---------- Quoted text ----------

In a dusty Binh Duong warehouse lies one of the world’s largest collections of Citroën Traction Avants, a car commonly associated with Vietnam’s late colonial era. One might hazard a guess that the collection belongs to either a nostalgic Frenchman or a local history buff. However, the extensive fleet actually belongs to a soft-spoken Japanese man.

Norman Matoba’s home is located on a sleepy Binh Thanh street. Inside, we drink tea and talk about the journey that brought him to Vietnam and how his vast collection came to be. Fortunately for both of us, Norman has a solid grasp of English, the result of two years of university spent in the United States in the early 1980s.

Despite my assumption that cars had long been an interest of his, he explains that his hobby-turned-profession is fairly recent.

In 1998, while living in his native Japan, a fortuneteller told him to head southwest for a “good direction.” Matoba looked to Vietnam because at the time, the country seemed like an interesting place so he took the plunge and relocated.

----------

## Directive A
Could you transcribe the passage about the Citroën collection between "In 1998, while" and "plunge and relocated.", inclusive?

---------- Listed records ----------

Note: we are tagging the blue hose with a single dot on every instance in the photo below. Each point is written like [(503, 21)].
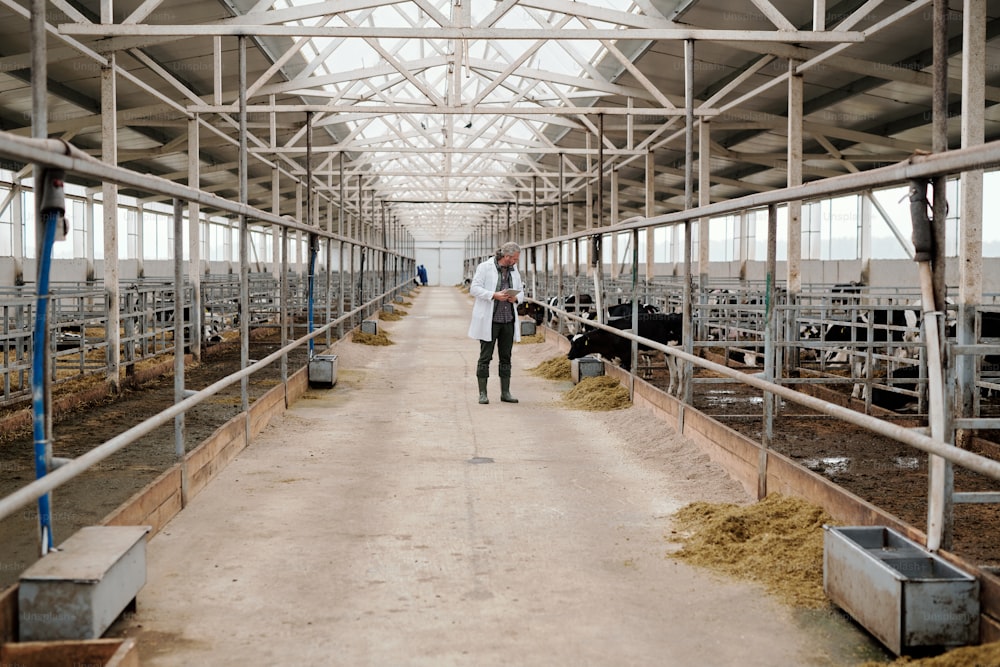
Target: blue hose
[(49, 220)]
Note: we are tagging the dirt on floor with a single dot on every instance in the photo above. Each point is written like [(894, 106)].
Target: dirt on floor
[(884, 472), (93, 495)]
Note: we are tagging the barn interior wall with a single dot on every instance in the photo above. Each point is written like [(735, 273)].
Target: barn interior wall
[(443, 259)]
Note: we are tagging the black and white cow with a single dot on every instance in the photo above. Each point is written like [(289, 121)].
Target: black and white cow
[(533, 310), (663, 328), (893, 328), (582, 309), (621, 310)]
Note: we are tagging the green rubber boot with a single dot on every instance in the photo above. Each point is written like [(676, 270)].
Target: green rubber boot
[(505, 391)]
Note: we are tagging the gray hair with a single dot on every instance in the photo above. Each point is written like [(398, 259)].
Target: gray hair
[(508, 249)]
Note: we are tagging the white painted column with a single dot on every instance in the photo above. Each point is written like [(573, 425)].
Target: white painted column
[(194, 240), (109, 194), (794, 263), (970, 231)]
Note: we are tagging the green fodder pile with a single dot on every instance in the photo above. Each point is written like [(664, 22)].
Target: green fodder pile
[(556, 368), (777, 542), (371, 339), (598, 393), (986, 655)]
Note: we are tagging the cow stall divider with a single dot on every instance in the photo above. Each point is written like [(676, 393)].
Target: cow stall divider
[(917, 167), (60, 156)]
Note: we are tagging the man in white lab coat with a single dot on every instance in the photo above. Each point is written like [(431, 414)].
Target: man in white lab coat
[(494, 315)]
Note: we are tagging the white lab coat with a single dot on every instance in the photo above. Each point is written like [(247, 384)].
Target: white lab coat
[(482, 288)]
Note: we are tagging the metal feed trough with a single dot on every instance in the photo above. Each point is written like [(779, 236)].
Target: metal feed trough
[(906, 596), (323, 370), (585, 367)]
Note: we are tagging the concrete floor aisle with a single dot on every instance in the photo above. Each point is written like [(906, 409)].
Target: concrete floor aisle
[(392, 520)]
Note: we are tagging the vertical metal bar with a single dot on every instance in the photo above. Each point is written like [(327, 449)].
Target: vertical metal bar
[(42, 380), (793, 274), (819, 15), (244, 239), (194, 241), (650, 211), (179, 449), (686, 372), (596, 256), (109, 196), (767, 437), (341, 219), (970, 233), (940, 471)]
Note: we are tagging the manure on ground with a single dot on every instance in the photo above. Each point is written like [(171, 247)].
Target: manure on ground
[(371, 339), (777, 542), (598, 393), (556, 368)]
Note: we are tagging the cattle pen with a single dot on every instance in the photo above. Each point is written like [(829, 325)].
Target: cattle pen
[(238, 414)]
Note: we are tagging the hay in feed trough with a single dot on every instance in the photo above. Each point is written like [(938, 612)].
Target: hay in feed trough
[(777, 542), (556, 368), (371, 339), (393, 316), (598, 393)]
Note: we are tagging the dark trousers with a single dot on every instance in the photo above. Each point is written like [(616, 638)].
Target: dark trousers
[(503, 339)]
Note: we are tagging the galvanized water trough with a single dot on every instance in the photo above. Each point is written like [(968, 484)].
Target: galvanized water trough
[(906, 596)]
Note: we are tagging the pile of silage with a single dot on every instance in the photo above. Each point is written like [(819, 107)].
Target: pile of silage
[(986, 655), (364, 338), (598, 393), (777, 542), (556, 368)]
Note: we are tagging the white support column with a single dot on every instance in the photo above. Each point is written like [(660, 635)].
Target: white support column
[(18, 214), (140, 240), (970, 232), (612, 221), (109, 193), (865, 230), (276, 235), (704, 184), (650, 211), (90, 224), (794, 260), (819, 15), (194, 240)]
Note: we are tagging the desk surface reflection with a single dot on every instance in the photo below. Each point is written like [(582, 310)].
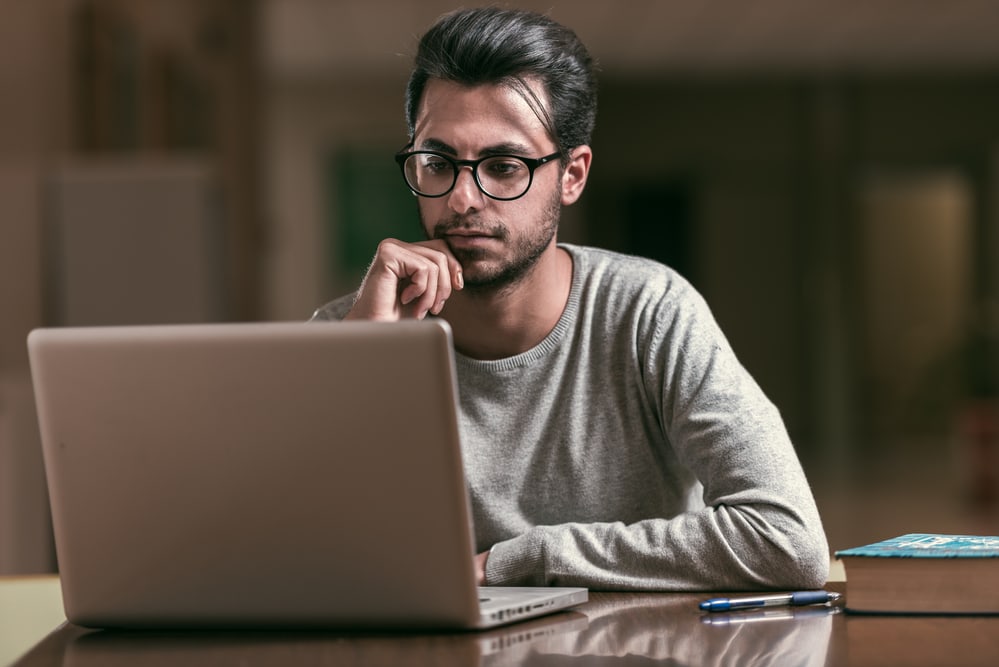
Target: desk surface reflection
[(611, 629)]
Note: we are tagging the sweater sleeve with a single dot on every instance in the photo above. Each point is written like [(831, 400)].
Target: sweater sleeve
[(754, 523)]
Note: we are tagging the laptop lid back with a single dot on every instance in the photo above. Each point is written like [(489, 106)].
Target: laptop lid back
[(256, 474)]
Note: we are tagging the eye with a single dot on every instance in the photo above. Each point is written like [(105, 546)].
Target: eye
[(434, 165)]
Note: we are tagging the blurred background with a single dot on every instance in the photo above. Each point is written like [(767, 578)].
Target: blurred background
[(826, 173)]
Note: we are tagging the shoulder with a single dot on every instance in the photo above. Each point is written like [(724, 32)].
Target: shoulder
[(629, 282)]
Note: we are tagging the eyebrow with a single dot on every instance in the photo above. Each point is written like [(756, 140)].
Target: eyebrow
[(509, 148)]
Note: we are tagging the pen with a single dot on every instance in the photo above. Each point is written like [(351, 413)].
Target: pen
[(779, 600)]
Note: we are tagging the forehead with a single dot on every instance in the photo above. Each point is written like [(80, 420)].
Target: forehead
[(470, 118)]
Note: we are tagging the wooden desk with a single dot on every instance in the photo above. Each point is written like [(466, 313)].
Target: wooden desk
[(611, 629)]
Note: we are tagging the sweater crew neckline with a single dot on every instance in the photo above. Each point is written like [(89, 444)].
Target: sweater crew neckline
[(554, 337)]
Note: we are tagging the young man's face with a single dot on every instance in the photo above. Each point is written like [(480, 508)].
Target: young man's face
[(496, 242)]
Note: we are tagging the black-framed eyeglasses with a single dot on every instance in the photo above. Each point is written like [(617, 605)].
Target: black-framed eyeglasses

----------

## Directive B
Would you restate the rows word for word, from the first line of the rows through the line holding "[(505, 391)]", inclusive, leaving out the pictures?

## Solution A
In 1998, while living in his native Japan, a fortuneteller told him to head southwest for a “good direction.” Matoba looked to Vietnam because at the time, the country seemed like an interesting place so he took the plunge and relocated.

## Solution B
Note: we are tagging the blue hose with a single dot on every instance in the photo below. Each point is written like [(503, 21)].
Target: blue hose
[(49, 220)]
Note: we are tagging the dirt on floor with a single dot on every instance in the photo above. Each point is written like [(894, 106)].
Target: dirt on floor
[(884, 472), (93, 495)]
Note: we are tagging the barn interior wall with a single dot on every instance in the photo above. Each point is written like [(735, 273)].
Target: barn interior wall
[(443, 259)]
Note: we are tagging the black and white cow with a single dot on every instance in the photo above. Each point is written like [(289, 121)].
Target: black and white cow
[(533, 310), (663, 328), (893, 328), (582, 309), (621, 310)]
Note: we are tagging the green rubber boot with a single dot on every instance in the photo above. Each point is written like [(676, 270)].
Target: green rubber boot
[(505, 391)]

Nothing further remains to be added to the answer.